**Task instructions:**
Pick out every line in the items below that contains the string "query" and copy each of those lines unchanged.

**Excerpted data:**
-----
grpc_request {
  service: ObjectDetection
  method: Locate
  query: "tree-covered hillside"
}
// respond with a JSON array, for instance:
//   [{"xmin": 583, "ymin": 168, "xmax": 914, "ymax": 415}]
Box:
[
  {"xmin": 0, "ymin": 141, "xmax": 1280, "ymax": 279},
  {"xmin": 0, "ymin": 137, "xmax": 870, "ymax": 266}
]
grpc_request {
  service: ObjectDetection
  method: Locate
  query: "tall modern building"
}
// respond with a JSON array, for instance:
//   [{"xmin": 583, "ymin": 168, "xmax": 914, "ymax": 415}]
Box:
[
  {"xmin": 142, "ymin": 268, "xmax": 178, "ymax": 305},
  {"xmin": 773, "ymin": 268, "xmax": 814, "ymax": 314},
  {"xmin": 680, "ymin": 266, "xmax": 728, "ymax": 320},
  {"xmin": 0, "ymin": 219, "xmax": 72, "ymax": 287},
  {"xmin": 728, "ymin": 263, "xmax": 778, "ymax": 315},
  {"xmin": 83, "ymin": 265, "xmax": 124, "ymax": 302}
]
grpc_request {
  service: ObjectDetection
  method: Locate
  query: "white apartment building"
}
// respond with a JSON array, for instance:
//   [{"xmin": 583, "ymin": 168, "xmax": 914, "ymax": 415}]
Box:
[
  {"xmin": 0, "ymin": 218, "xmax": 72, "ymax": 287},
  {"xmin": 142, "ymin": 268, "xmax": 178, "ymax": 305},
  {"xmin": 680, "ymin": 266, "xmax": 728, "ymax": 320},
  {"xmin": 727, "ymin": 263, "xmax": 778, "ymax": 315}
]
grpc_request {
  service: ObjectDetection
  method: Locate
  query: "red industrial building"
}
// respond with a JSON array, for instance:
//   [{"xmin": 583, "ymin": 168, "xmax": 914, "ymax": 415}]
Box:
-----
**Exercise output:**
  query: "tree-covered hillside"
  query: "tall modern building"
  query: "white apartment building"
  query: "red industrial building"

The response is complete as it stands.